== Data
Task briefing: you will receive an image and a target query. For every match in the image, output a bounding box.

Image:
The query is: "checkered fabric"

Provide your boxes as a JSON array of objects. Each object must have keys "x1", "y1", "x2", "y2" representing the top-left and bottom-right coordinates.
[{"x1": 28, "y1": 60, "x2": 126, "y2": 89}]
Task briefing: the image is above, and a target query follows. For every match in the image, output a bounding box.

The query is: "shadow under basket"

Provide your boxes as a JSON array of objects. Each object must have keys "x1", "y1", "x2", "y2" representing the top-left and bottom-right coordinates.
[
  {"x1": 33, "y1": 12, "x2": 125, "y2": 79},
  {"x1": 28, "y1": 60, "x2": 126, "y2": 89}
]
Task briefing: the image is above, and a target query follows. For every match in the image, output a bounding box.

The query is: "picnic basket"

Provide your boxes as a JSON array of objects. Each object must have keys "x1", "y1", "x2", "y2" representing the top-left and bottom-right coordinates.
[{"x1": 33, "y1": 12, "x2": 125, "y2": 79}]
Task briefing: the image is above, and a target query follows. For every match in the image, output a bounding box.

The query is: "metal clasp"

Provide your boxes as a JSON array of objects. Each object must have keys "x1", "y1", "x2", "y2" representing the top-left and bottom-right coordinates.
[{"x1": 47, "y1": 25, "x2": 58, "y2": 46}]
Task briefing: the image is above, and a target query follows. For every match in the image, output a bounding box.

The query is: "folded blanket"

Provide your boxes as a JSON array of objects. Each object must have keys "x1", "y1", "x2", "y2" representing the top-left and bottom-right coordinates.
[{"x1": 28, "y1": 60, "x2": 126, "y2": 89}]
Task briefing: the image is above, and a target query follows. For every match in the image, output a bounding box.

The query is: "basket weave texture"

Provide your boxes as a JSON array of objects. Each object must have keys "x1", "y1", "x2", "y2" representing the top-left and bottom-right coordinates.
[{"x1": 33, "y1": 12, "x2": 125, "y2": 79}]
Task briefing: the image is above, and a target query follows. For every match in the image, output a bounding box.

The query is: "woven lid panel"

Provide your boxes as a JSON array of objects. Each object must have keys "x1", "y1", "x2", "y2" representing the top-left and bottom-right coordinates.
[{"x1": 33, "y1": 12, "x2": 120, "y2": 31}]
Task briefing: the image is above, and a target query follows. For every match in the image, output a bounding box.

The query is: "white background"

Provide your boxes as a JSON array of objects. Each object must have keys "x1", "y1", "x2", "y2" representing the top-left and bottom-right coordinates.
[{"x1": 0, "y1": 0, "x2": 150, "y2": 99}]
====
[Given problem] Pull out every line of the data above that contains the string "basket", and copy each of those lines in full.

[Written answer]
The query is: "shadow under basket"
The query is: "picnic basket"
The query is: "basket weave texture"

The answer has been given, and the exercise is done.